* _DESCRIPTION OF THE TASK_
Repeat every line of the material below exactly.

* _STUDY MATERIAL_
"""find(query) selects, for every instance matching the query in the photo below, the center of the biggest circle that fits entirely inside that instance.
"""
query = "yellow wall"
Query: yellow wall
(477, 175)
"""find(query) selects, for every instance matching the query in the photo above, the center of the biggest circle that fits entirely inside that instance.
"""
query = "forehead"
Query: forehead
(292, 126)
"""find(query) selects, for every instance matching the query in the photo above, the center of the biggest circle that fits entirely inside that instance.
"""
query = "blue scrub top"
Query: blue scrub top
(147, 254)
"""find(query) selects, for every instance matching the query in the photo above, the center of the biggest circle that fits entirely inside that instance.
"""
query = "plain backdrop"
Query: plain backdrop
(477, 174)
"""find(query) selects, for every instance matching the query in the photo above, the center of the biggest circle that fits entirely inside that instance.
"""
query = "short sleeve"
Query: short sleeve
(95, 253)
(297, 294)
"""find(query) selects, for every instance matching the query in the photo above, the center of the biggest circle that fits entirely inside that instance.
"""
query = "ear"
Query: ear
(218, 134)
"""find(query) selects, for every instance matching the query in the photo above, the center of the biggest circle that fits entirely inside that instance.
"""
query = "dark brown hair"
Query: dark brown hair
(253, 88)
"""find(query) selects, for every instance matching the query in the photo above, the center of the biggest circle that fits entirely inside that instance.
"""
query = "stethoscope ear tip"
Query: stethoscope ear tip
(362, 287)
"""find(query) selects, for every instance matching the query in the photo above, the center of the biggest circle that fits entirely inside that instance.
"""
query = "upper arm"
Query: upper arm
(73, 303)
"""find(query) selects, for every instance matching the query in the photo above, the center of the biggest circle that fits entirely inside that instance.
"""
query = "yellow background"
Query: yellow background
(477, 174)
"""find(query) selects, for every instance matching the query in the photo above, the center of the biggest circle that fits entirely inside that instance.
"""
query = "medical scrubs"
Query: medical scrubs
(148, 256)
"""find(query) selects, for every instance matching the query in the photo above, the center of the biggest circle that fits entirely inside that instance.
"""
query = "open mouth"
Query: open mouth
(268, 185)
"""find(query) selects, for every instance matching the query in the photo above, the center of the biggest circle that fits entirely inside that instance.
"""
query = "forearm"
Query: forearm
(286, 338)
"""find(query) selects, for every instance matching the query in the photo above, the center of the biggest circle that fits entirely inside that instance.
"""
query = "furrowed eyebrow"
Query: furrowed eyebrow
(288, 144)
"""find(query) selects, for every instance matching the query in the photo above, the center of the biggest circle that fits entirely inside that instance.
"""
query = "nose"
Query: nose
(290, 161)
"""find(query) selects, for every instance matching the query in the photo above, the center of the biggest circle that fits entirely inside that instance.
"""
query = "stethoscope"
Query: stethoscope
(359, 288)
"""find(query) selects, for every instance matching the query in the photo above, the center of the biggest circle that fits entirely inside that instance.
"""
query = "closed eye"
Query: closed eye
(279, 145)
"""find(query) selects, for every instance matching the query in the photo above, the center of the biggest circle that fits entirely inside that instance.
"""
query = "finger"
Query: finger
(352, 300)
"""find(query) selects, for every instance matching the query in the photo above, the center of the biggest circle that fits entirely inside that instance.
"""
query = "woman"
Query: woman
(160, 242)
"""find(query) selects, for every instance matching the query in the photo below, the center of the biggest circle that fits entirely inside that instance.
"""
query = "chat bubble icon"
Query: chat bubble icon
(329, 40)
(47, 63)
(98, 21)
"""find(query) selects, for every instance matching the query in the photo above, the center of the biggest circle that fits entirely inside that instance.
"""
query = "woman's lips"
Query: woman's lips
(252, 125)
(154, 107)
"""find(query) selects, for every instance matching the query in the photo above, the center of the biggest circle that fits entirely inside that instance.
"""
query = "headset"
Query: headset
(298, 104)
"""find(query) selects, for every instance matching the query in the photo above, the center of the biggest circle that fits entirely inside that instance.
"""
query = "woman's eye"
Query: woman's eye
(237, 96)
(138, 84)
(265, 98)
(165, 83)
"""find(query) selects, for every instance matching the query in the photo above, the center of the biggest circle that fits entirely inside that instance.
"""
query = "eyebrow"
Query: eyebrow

* _EXERCISE OUTPUT_
"""find(query) selects, for every instance matching the query in the photo below, the center of the biggest circle that fits entirely inside that instance.
"""
query = "yellow wall"
Query: yellow wall
(477, 175)
"""find(query) selects, for every instance matching the query in the photo above, the center of the biggest circle that fits entirely inside that instance.
"""
query = "forehead"
Query: forehead
(292, 126)
"""find(query) selects, for every instance matching the query in the photo above, the center of the biggest circle that fits entirely inside that instance.
"""
query = "blue scrub top"
Query: blue scrub top
(147, 254)
"""find(query) selects, for every instance matching the query in the photo above, the center of the biggest circle that fits entirely inside that instance.
"""
query = "plain backdrop"
Query: plain backdrop
(477, 174)
"""find(query) selects, for every instance matching the query in the photo above, the center of the biggest circle that fits entirely inside that instance.
"""
query = "short sleeve"
Query: short sleeve
(95, 253)
(297, 294)
"""find(query) selects, for every instance matching the query in the photo above, the center of the biggest circle that fits entirely inside that instance.
"""
query = "ear"
Query: ear
(218, 134)
"""find(query) selects, for every instance matching the query in the photo above, the center of the biggest circle that fits entirely inside that instance.
"""
query = "dark brown hair"
Query: dark brown hair
(253, 88)
"""find(query) selects, for every instance matching the query in the photo above, the center of the biggest circle that fits entirely inside that instance.
"""
query = "stethoscope ear tip"
Query: stethoscope ear tip
(362, 287)
"""find(query) selects, for every instance matching the query in the photo above, the center of the biggest circle that fits entirely inside that instance.
"""
query = "upper arm"
Query: upper arm
(73, 303)
"""find(query) selects, for every instance matching the query in the photo above, the center of the biggest circle that fits entirely inside that instance.
"""
query = "yellow background"
Query: yellow background
(477, 174)
"""find(query) selects, for every instance matching the query in the photo above, the center of the biggest circle that fits entirely inside that instance.
"""
query = "medical scrubs"
Query: medical scrubs
(148, 256)
"""find(query) selects, for every instance matching the query in the photo above, the center of the biggest circle that fits entirely inside that instance.
"""
query = "open mouth"
Query: open mouth
(268, 185)
"""find(query) selects, for every instance matching the query in the photo above, the center of the biggest circle that fits entirely inside that instance.
"""
query = "forearm"
Query: forearm
(286, 338)
"""find(query) selects, for every instance matching the query in the photo above, the center of the biggest circle that fits entirely inside that instance.
"""
query = "furrowed eyebrow"
Query: furrowed eyebrow
(288, 144)
"""find(query) selects, for every instance matching the query in the photo above, the center of the biggest circle that fits entirely inside that instance.
"""
query = "nose"
Query: nose
(290, 161)
"""find(query) selects, for every instance matching the query in the photo above, the center of the biggest circle that fits entirely inside that instance.
"""
query = "stethoscope"
Query: stethoscope
(359, 288)
"""find(query) selects, for every instance matching the query in the photo above, the center of the biggest circle that fits entirely inside that instance.
"""
query = "closed eye"
Query: closed eye
(279, 145)
"""find(query) selects, for every instance matching the query in the photo above, the center of the biggest circle that fits entirely inside that instance.
"""
query = "finger"
Query: finger
(352, 300)
"""find(query) selects, for every instance matching the query in the photo above, the center of the biggest circle that fits entirely inside that instance.
"""
query = "woman"
Query: woman
(160, 242)
"""find(query) selects, for every instance matching the query in the photo below, the center of the biggest circle that fits entirely inside that instance.
"""
query = "chat bubble icon"
Query: chat bubble icon
(329, 40)
(47, 63)
(98, 21)
"""find(query) selects, for every instance matching the query in the photo above, the center of the biggest circle that fits entirely inside that instance.
"""
query = "woman's lips"
Query: woman's lips
(252, 125)
(154, 107)
"""find(query) selects, for every instance matching the query in the photo above, the center of the biggest circle that fits entirely inside that instance.
"""
query = "headset"
Query: headset
(298, 104)
"""find(query) selects, for every instance matching the query in the photo above, the center of the biggest circle that fits entirely inside that instance.
"""
query = "woman's eye"
Query: woman's eye
(237, 96)
(138, 84)
(265, 98)
(165, 83)
"""find(query) selects, for every instance matching the query in the photo above, the center of the biggest circle that fits entirely inside that instance.
"""
query = "eyebrow"
Query: eyebrow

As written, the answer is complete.